:: Text to read ::
* * * * *
And then, of course, you find yourself in that great wasteland, neither here nor there. Alive, but still “with” someone who is not alive or who has chosen to leave. More specifically, how can (her) life go on without choosing to detach from that precious, irreplaceable one? Is such a detachment not a betrayal of the one, a returning of repudiation with repudiation?
It is a question of Hamlet-like proportion—to be or not to be? To grieve forever in testament to love, or to choose detachment for the sake of all that is good which is not wrapped up in the one? And is it really even humanly possible for a mother to choose detachment? Would she even want to live in a state of detachment, or would it feel, as it did to Lande, inhumane, callous, even evil?
I confess I do not have the answers to these questions. All I have are thoughts, seriously incomplete thoughts at that. Take them for what you will.
* * * * *
:: Data shown ::
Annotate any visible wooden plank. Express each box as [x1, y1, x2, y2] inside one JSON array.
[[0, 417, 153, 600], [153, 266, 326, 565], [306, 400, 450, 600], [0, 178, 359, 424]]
* * * * *
:: Work to do ::
Rewrite the passage about grief from "And then, of" to "callous, even evil?", replacing "detachment" with "separation" wherever it occurs.

:: Reply ::
And then, of course, you find yourself in that great wasteland, neither here nor there. Alive, but still “with” someone who is not alive or who has chosen to leave. More specifically, how can (her) life go on without choosing to detach from that precious, irreplaceable one? Is such a separation not a betrayal of the one, a returning of repudiation with repudiation?
It is a question of Hamlet-like proportion—to be or not to be? To grieve forever in testament to love, or to choose separation for the sake of all that is good which is not wrapped up in the one? And is it really even humanly possible for a mother to choose separation? Would she even want to live in a state of separation, or would it feel, as it did to Lande, inhumane, callous, even evil?